## Problem details
Once you reach the line containing "target | dog's mouth" in the entries below, write out that line and each one after it down to the line containing "target | shetland sheepdog", exactly and with nothing added.

## Records for this exercise
--------
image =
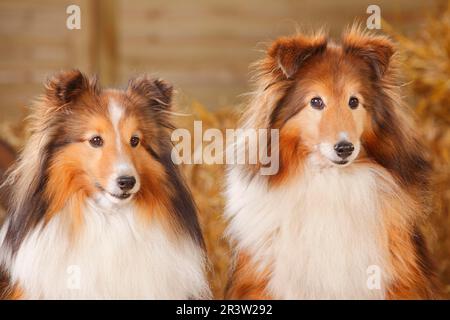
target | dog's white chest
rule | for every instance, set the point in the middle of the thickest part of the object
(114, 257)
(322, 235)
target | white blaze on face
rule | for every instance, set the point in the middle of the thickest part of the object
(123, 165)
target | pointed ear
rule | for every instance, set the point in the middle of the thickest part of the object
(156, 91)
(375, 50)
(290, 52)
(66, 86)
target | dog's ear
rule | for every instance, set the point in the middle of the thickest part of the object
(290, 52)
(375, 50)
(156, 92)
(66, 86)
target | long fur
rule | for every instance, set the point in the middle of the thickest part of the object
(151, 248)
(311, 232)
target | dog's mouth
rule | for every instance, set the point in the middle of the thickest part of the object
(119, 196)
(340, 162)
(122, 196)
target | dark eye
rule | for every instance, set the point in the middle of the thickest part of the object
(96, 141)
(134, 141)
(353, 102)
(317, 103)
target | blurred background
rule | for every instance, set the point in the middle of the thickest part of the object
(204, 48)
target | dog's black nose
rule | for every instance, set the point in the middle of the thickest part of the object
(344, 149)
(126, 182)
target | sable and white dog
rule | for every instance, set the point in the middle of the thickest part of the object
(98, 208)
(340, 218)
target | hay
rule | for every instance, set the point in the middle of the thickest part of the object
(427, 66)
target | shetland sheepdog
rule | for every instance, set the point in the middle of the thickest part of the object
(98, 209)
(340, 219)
--------
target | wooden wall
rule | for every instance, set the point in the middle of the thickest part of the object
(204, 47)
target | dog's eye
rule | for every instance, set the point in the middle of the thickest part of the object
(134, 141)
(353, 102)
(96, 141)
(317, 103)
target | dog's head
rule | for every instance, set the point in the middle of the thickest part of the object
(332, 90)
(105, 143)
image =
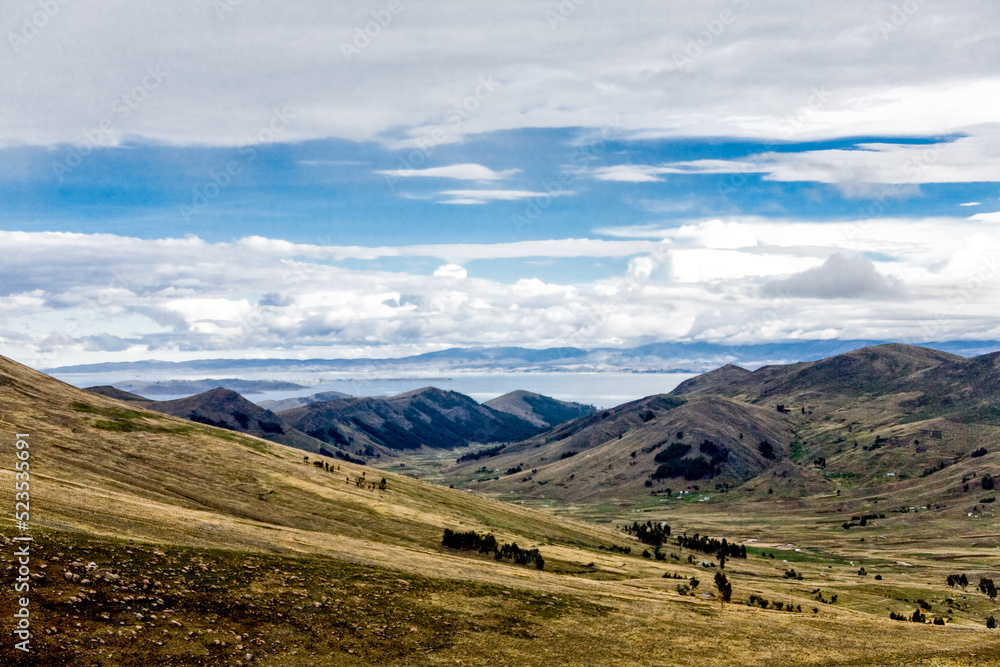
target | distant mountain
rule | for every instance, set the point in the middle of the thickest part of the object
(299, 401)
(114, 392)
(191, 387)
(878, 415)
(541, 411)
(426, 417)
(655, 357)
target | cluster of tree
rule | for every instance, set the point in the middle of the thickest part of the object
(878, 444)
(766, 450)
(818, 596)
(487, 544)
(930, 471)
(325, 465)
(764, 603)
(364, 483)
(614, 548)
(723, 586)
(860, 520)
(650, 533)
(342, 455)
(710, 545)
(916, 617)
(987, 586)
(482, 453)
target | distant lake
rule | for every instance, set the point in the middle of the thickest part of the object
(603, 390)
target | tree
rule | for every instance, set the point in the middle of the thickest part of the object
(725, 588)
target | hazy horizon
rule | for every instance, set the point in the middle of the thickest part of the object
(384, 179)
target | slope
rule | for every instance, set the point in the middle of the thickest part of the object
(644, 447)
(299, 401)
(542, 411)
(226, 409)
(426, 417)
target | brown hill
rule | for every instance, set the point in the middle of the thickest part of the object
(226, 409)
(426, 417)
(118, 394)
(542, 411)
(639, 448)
--------
## Answer to this exercise
target | dog's mouth
rule | for every instance, set the point in the middle of the thickest part of the object
(119, 196)
(340, 162)
(122, 196)
target | dark eye
rule | for every instance, set the point in the middle of the thickest part of the object
(96, 141)
(134, 141)
(353, 102)
(317, 103)
target | blurred background
rule | for every instance, set the point in the middle of the thickest part of the object
(204, 48)
target | dog's black nose
rule | for every instance, set the point in the middle of the thickest part of the object
(344, 149)
(126, 182)
target | sable and white dog
rule | for every instance, set the point in the middle of the thickest part of the object
(98, 208)
(340, 218)
target | hay
rule | for every instance, set the point in the middle of the thickest part of the object
(427, 66)
target | shetland sheepdog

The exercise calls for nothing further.